PASSAGE GIVEN –
↓

3.3. Tracer Correlation (TC)
- The detection system must be securely installed on a mobile platform, with a sampling port facing the ambient air.
- It must include sensors capable of measuring individual VOC species or the sum of different VOC species to be estimated (e.g., alkanes, alkenes, alcohols, or aromatics) and, simultaneously, one or more tracer gas species.
- It must measure the tracer gas with a detection limit below 10 μg/m3, and for the source gas, above 20 μg/m3, while the vehicle is in motion.
- It must be able to conduct sampling for approximately 10 min, with a data detection frequency below 10 s.
- It must display real-time data on tracer gas and VOC concentrations, as well as the position of the mobile system on the map.
- It must include a tracer gas release device capable of maintaining a mass flow rate between 0.1 kg/h and 10 kg/h.
- It is a well-established technique, particularly when the source is isolated and the aim is to measure or verify the mass flow rate emitted.
- With a known release from a particular source, there are no significant issues attributable to the upwind contributions with respect the emission source.
- Various tracers are available, sometimes identifiable in the emission itself given the composition of the plume.

↑

EXTRACTED ENTRIES –
↓

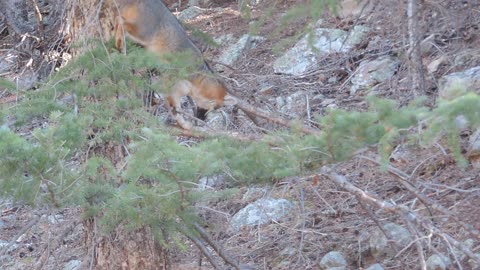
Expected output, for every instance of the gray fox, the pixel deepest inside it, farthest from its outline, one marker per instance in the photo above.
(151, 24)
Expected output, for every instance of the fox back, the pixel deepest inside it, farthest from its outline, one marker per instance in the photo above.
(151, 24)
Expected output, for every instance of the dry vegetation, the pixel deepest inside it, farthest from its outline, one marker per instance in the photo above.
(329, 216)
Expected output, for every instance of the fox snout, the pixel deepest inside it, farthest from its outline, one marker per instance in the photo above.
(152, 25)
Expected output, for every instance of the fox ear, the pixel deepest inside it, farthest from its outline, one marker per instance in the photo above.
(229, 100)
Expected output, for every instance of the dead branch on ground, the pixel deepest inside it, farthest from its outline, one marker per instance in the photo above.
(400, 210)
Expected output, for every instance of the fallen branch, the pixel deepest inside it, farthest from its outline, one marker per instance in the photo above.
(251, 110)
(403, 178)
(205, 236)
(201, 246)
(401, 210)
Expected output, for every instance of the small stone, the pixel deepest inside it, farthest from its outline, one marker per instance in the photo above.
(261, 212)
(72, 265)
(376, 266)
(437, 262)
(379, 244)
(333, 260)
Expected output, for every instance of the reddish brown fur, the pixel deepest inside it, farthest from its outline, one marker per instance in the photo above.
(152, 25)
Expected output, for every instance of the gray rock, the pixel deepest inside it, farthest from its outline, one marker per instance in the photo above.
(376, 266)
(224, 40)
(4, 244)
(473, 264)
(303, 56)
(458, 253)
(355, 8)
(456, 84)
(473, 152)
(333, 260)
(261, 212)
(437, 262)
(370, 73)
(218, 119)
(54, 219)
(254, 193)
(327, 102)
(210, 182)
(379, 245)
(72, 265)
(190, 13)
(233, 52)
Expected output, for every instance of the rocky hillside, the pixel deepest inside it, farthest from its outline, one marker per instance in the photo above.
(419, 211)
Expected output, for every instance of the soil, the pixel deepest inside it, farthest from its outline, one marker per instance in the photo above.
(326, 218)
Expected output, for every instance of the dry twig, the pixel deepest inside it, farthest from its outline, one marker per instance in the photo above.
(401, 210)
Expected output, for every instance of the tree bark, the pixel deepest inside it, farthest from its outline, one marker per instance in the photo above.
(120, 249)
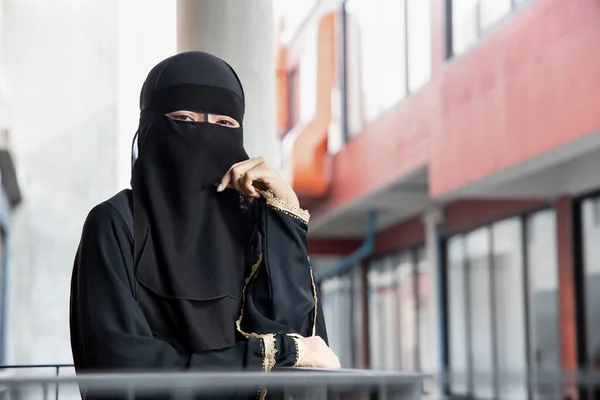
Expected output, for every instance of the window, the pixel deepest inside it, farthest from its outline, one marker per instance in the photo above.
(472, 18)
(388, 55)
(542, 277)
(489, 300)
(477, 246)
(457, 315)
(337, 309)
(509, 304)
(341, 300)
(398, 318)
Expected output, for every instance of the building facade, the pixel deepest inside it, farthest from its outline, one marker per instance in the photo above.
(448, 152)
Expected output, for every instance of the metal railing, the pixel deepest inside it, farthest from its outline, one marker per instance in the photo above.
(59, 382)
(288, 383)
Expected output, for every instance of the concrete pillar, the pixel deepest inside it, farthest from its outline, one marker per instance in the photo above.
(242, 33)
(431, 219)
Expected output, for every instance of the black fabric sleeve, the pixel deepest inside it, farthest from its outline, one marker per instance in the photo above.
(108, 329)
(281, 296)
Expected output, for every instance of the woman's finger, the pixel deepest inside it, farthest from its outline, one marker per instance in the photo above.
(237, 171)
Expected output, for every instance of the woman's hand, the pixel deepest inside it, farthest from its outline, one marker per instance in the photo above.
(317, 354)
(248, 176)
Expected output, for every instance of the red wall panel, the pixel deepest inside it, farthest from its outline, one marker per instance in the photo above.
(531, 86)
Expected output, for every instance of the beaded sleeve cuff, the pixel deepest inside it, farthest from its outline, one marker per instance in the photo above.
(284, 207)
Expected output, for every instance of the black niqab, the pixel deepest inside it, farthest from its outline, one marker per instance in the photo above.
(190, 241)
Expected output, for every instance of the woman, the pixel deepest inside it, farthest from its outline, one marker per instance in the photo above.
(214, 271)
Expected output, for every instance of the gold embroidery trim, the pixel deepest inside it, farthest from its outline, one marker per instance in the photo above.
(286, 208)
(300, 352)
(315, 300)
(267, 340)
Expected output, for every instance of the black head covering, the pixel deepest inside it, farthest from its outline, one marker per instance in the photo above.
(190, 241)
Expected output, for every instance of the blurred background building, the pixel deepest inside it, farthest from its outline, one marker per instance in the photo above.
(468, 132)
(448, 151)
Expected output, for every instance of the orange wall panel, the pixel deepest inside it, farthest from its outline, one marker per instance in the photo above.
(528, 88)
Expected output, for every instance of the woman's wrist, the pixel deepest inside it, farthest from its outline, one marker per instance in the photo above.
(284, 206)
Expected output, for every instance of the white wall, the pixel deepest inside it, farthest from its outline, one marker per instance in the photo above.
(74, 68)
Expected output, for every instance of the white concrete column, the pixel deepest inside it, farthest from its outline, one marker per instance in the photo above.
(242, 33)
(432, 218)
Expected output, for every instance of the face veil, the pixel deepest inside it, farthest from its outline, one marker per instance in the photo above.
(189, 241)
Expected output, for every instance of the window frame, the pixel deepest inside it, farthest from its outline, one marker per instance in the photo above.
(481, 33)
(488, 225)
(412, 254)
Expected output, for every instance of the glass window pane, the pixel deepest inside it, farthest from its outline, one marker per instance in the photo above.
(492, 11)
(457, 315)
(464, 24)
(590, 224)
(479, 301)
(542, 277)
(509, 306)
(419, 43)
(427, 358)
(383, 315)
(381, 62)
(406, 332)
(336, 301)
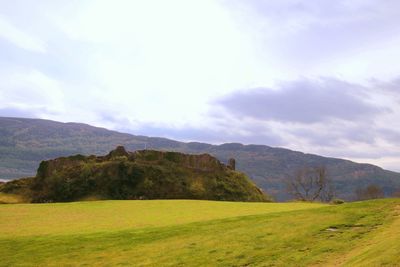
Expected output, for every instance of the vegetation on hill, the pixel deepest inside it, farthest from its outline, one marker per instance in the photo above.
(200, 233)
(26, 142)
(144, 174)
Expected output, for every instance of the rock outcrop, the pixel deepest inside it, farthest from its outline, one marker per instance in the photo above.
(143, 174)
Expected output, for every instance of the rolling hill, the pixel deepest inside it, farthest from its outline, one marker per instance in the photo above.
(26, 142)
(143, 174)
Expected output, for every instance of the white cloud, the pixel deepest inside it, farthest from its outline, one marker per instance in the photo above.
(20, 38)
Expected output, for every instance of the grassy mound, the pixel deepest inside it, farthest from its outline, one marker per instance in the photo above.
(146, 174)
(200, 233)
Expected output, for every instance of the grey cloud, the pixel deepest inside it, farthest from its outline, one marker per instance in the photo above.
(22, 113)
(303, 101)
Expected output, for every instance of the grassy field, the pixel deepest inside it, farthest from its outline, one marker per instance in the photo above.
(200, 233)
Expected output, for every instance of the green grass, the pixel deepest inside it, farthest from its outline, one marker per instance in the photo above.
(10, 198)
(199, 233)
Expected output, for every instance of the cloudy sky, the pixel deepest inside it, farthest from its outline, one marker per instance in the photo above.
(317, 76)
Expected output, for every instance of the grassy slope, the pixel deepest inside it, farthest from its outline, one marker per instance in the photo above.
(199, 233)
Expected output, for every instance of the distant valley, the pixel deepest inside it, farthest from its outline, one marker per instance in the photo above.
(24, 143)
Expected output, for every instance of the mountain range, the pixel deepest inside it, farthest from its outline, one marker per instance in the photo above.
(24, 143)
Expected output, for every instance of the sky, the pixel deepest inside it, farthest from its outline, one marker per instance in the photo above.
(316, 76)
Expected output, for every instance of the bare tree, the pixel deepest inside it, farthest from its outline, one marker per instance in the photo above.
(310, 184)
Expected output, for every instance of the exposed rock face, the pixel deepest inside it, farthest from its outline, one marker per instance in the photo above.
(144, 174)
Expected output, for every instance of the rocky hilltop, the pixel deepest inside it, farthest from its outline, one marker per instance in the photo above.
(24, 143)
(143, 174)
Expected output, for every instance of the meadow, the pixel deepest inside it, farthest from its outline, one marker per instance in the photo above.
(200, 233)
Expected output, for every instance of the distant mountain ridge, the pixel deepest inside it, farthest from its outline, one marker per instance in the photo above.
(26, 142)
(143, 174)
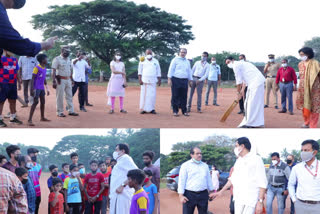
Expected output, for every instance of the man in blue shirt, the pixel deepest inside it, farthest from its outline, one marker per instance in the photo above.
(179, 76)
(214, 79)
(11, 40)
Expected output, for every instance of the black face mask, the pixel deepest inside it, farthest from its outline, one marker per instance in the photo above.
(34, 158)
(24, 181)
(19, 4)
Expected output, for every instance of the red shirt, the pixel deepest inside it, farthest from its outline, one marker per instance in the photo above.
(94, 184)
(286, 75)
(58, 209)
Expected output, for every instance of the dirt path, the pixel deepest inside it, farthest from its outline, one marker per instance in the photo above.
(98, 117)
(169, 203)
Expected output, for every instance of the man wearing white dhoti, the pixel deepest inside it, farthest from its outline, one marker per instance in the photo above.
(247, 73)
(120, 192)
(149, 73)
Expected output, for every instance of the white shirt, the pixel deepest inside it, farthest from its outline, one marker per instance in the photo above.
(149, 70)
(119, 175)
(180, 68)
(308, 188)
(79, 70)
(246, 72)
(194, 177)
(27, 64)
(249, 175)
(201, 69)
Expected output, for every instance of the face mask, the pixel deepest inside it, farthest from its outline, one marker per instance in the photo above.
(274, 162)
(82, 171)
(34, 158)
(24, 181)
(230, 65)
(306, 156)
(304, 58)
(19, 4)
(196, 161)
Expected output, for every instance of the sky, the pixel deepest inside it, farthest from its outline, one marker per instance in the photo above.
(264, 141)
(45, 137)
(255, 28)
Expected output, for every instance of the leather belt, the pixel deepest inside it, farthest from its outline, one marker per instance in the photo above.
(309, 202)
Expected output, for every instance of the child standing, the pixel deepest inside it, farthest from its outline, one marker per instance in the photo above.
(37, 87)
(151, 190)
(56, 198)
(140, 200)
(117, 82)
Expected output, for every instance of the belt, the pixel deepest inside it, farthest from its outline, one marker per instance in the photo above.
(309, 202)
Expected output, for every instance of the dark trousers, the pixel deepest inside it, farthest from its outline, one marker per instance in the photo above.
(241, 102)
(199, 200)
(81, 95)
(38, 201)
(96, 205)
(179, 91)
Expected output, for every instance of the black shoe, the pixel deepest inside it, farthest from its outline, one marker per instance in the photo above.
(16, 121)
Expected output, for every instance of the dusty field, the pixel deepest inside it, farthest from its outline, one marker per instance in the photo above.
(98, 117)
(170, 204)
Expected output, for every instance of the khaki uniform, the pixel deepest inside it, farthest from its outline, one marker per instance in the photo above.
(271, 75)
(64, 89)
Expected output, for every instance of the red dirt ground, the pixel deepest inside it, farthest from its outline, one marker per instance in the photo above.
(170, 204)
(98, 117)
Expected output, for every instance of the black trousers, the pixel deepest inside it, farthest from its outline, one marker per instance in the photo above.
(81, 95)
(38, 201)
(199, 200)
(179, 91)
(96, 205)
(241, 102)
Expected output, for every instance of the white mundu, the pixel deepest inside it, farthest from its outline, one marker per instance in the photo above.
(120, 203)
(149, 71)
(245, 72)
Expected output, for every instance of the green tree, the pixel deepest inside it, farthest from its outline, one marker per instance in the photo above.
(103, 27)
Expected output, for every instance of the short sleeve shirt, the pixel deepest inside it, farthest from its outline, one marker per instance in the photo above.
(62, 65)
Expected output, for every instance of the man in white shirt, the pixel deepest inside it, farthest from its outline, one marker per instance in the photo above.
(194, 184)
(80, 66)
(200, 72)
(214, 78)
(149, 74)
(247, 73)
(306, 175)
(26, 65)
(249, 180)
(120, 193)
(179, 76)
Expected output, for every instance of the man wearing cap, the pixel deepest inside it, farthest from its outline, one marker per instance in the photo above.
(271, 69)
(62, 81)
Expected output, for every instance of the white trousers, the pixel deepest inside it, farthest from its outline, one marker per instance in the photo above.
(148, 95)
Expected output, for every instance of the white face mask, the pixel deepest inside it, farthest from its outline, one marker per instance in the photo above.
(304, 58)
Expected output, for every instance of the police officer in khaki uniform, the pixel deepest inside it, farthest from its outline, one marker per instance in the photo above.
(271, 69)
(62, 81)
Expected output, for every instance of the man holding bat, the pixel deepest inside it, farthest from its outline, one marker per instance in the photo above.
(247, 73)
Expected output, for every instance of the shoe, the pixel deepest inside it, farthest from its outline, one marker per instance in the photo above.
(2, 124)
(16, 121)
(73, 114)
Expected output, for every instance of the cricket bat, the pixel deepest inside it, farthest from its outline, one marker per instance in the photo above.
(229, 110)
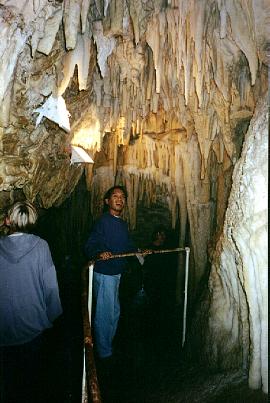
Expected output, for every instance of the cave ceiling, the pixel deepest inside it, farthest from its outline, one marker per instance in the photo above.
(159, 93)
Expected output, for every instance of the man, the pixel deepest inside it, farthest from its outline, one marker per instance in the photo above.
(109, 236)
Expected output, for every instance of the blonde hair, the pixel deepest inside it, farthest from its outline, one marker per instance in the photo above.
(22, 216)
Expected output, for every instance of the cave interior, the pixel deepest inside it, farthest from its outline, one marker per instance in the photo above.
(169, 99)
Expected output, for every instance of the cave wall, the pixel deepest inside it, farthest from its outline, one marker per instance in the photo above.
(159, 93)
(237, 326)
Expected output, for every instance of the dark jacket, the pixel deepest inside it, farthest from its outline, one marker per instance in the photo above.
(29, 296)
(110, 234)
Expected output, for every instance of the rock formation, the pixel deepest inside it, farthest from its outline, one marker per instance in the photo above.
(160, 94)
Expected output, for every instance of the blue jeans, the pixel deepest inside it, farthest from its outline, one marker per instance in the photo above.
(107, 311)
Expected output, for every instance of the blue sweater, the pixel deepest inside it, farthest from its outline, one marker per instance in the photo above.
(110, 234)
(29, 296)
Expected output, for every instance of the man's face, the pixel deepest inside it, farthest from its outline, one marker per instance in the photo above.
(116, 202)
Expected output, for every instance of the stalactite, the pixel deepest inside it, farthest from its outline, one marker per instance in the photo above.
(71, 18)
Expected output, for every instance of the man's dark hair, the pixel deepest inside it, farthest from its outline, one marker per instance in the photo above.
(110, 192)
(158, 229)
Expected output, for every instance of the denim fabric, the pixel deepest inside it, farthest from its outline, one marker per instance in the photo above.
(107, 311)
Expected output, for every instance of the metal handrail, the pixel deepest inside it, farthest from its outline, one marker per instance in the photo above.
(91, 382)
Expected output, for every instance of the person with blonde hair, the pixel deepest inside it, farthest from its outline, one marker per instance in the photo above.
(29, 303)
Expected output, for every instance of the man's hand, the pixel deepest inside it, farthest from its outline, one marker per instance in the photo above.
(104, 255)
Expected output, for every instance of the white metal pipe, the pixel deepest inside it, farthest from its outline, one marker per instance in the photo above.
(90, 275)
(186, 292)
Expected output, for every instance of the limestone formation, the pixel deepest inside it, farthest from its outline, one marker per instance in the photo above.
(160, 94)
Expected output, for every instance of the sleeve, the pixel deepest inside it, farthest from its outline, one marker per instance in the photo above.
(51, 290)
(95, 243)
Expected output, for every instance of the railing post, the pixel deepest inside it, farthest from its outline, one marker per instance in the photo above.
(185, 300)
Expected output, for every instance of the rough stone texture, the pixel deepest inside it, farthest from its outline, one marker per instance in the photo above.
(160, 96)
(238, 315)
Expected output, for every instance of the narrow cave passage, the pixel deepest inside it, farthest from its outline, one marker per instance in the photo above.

↑

ACTIONS TO TAKE –
a - From the tracer correlation passage, copy word for word the part that opens with the words containing "3.3. Tracer Correlation" and closes with "on the map.".
b - Proceed with the tracer correlation passage, picking up right after its final sentence.

RESPONSE LIST –
a -
3.3. Tracer Correlation (TC)
- The detection system must be securely installed on a mobile platform, with a sampling port facing the ambient air.
- It must include sensors capable of measuring individual VOC species or the sum of different VOC species to be estimated (e.g., alkanes, alkenes, alcohols, or aromatics) and, simultaneously, one or more tracer gas species.
- It must measure the tracer gas with a detection limit below 10 μg/m3, and for the source gas, above 20 μg/m3, while the vehicle is in motion.
- It must be able to conduct sampling for approximately 10 min, with a data detection frequency below 10 s.
- It must display real-time data on tracer gas and VOC concentrations, as well as the position of the mobile system on the map.

b -
- The technique is relatively low-cost, defined mainly by the placement of the controlled release system for the tracer rather than the instruments used to detect ground concentrations (Photoionization Detector, i.e., PID, or Flame Ionization Detector, i.e., FID).
- The potential source must be known for the placement of the controlled release system for the tracer.
- Significant calculation errors in the evaluation of the emission flow are possible, particularly due to the definition of the wind speed profile, especially near the source, where the flow is very complex.
- The tracer must be compatible with worker health and the site’s production. For accurate measurement, normal plant operation must be ensured.
- The technique is not suitable for chimneys or high-altitude sources, given the difficulty of evaluating ground concentrations of the tracer near the source.
- It is impossible to demonstrate the hypothesis underlying the method, i.e., the tracer follows the same advection and turbulent dispersion as the source gas.
3.4. Optical Gas Imaging (OGI)
- Recording emissions from variable sources for at least 20 s or as long as necessary to detect variability.
- Possibly acquire a video to capture the entire plume and surrounding context.
- Creating a visible image (non-IR) of the emission source.
- It requires high VOC concentrations and an appropriate background for plume visualization; it may not effectively detect very diluted emissions or sources subject to rapid dispersion.
- It cannot detect emissions from large equipment or plant sections due to plume dilution.
- Emission quantification is theoretically impossible with OGI, which only provides a qualitative assessment of potential emission sources.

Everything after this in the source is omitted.